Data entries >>

════════════════════

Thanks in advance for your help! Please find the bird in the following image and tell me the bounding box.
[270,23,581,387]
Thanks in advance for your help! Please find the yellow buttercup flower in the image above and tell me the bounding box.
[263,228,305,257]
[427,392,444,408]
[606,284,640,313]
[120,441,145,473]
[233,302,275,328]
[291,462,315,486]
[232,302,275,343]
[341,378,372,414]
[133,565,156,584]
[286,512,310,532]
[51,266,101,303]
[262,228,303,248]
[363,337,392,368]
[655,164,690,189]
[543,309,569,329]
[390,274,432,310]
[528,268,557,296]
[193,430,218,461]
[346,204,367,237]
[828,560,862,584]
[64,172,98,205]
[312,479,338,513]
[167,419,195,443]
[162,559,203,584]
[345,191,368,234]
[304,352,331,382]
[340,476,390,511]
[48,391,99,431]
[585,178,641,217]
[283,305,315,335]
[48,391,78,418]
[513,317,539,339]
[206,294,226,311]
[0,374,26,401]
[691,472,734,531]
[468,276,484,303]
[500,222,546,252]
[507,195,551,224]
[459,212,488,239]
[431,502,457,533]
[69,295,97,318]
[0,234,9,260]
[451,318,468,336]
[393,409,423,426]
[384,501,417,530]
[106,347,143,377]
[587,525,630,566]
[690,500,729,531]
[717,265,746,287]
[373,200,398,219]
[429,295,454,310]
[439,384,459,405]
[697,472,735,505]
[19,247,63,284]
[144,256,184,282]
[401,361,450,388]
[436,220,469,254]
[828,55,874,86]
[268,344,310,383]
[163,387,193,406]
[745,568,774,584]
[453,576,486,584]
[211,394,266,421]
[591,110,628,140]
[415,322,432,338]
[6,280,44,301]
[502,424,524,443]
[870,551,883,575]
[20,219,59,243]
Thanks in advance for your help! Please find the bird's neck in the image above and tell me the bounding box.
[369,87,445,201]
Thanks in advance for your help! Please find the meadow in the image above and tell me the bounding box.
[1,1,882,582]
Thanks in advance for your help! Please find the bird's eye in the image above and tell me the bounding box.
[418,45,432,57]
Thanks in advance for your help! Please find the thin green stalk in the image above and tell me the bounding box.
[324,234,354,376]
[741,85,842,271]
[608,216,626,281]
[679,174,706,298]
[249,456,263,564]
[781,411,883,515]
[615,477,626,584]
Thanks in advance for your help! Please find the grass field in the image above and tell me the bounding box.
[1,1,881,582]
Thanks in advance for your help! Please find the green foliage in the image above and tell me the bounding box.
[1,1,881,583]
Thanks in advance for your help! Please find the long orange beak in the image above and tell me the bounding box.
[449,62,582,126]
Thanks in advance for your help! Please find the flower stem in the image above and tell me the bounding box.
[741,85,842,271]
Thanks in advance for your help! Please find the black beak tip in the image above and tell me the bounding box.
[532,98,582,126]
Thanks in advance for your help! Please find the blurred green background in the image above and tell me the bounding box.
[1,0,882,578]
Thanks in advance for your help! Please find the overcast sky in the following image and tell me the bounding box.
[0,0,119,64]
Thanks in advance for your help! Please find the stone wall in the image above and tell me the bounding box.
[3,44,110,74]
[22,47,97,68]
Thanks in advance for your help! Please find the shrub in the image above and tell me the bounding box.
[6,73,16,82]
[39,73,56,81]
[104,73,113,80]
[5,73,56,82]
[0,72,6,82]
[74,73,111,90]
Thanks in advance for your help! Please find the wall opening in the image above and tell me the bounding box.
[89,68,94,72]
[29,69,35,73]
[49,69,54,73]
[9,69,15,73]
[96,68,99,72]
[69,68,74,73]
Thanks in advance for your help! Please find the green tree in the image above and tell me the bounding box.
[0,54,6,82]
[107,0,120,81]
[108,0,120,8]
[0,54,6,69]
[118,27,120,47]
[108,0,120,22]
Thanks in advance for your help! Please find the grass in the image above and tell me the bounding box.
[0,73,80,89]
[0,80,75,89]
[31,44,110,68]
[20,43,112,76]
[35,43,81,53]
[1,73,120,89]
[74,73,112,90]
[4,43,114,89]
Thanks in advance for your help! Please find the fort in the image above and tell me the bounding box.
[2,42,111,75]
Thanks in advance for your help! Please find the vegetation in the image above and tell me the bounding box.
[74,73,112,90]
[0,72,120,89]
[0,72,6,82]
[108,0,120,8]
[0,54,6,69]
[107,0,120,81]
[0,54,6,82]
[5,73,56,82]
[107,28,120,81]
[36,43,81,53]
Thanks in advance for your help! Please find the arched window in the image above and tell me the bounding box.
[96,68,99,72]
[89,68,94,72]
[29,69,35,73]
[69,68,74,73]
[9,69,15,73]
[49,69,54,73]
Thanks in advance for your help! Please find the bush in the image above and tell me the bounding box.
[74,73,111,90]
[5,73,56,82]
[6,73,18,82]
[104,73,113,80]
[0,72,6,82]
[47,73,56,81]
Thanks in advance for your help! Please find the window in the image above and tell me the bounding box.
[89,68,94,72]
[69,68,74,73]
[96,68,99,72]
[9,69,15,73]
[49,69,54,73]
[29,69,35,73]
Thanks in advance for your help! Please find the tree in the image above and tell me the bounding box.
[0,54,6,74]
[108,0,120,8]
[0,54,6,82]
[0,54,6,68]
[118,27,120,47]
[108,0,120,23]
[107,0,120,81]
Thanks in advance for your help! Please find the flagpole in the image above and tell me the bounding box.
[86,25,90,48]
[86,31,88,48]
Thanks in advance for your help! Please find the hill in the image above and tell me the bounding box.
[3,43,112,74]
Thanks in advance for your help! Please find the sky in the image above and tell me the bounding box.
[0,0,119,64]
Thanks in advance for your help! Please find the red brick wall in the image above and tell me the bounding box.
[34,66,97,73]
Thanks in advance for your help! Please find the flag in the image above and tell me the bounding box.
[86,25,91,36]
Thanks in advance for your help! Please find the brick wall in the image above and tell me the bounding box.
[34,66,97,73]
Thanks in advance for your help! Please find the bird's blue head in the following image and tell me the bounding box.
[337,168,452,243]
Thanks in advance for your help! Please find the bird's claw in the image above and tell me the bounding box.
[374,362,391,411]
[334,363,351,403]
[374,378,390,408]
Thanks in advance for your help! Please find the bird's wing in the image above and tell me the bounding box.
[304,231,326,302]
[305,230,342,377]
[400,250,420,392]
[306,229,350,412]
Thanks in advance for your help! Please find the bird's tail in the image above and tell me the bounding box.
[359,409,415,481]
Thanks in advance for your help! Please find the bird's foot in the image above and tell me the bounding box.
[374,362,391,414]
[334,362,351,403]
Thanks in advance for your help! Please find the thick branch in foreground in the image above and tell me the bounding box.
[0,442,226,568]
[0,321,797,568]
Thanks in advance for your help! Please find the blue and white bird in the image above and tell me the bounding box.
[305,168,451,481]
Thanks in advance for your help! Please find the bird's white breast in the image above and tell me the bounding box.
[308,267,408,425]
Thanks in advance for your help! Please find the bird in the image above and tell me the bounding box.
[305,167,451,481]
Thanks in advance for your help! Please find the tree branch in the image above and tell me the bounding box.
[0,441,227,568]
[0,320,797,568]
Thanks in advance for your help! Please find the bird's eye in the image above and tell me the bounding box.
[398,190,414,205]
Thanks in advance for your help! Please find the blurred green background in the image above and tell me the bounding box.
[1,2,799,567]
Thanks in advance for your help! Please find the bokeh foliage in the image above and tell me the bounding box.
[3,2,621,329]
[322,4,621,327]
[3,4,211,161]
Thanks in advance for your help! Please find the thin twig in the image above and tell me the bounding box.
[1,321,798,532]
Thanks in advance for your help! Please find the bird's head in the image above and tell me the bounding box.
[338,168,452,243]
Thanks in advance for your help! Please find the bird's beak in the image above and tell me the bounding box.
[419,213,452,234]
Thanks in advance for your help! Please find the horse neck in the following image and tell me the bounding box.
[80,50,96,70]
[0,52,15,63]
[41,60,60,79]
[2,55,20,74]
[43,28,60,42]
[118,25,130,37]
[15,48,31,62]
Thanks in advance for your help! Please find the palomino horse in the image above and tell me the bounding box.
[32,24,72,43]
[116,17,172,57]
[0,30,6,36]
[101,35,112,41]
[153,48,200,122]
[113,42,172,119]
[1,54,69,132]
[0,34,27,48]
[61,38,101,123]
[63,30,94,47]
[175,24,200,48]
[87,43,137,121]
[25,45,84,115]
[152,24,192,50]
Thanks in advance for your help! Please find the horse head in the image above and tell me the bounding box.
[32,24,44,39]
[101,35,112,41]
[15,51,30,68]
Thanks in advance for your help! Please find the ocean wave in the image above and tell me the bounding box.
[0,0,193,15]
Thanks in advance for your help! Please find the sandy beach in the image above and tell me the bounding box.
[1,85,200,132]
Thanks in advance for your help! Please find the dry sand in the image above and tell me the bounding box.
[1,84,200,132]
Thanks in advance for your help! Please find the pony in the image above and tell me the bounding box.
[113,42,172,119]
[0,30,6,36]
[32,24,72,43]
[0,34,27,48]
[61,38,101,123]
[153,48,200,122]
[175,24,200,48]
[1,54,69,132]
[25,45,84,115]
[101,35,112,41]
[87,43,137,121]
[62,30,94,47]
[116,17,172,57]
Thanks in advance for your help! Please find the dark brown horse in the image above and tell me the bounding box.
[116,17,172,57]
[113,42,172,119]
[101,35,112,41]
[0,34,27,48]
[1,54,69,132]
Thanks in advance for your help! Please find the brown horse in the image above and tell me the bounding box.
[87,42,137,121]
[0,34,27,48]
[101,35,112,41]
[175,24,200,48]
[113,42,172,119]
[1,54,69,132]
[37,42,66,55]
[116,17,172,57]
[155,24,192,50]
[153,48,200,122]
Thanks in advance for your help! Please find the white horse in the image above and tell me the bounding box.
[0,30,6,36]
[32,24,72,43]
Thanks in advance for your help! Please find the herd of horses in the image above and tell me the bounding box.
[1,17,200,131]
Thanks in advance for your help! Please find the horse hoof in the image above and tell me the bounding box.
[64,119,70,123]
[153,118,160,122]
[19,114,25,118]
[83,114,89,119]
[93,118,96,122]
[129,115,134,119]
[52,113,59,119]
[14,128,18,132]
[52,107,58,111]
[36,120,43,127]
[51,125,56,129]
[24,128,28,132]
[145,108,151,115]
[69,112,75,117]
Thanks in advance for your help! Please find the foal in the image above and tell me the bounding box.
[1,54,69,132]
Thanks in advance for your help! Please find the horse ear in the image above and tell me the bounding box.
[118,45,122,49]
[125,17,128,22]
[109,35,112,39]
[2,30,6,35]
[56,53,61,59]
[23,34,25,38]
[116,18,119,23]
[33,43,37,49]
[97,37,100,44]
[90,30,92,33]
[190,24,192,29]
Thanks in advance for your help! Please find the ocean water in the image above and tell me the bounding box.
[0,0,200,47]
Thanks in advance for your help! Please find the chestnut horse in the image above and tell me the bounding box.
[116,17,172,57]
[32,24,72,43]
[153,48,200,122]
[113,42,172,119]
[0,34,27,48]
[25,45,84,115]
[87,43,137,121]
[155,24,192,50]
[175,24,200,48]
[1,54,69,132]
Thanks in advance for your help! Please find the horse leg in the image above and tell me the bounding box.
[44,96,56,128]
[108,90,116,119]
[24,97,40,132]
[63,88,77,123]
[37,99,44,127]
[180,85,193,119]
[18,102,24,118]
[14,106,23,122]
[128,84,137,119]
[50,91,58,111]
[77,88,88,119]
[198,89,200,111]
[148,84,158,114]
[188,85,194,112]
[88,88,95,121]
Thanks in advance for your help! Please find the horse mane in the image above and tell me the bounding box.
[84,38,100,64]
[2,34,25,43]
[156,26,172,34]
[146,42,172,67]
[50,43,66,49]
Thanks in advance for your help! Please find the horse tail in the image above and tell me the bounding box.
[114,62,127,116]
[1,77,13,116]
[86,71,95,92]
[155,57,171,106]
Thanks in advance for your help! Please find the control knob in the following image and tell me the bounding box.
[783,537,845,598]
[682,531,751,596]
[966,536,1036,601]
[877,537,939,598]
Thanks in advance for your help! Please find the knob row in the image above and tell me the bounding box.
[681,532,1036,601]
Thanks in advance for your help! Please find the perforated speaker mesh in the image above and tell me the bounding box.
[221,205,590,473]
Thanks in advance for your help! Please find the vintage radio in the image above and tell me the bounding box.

════════════════════

In the answer, return exactly the lines from the line containing "Thanks in advance for your help! Please find the control" to the end of the records above, and no others.

Thanks in advance for your help! Please find the control knob in the following image and tell me the bounding box.
[783,537,845,598]
[682,531,751,596]
[966,536,1036,601]
[877,537,939,598]
Thanks in advance for your help! Please find the knob row in the image above and tell me the bounding box.
[681,532,1036,601]
Thanks in advance for your help! Please find the perforated speaker mesh in the image above and tell me the bounding box.
[221,205,590,473]
Thanks in advance for your help! Please find the vintage radio in the image above and tell me the bounding box.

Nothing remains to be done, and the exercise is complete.